» Task to carry out: Copy every line of the listing exactly.

______

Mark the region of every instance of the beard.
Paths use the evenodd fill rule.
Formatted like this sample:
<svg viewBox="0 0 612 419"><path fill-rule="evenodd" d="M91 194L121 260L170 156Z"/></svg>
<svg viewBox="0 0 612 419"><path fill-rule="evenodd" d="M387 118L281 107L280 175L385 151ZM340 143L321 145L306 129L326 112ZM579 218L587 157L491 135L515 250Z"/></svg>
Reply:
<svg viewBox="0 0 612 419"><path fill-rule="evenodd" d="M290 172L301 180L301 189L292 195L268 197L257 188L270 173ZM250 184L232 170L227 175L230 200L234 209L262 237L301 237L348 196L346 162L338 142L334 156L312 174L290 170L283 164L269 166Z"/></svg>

______

» Response to the task:
Mark the region of every instance of the beard.
Paths use the evenodd fill rule.
Formatted like this sample:
<svg viewBox="0 0 612 419"><path fill-rule="evenodd" d="M91 194L121 260L170 156Z"/></svg>
<svg viewBox="0 0 612 419"><path fill-rule="evenodd" d="M387 118L281 107L280 175L385 151ZM340 143L321 145L306 129L326 112ZM579 218L587 157L491 135L515 250Z"/></svg>
Reply:
<svg viewBox="0 0 612 419"><path fill-rule="evenodd" d="M290 172L301 180L301 189L292 195L268 197L257 188L270 173ZM250 184L232 170L227 175L230 200L234 209L262 237L301 237L348 196L346 162L338 142L334 156L312 174L290 170L283 164L269 166Z"/></svg>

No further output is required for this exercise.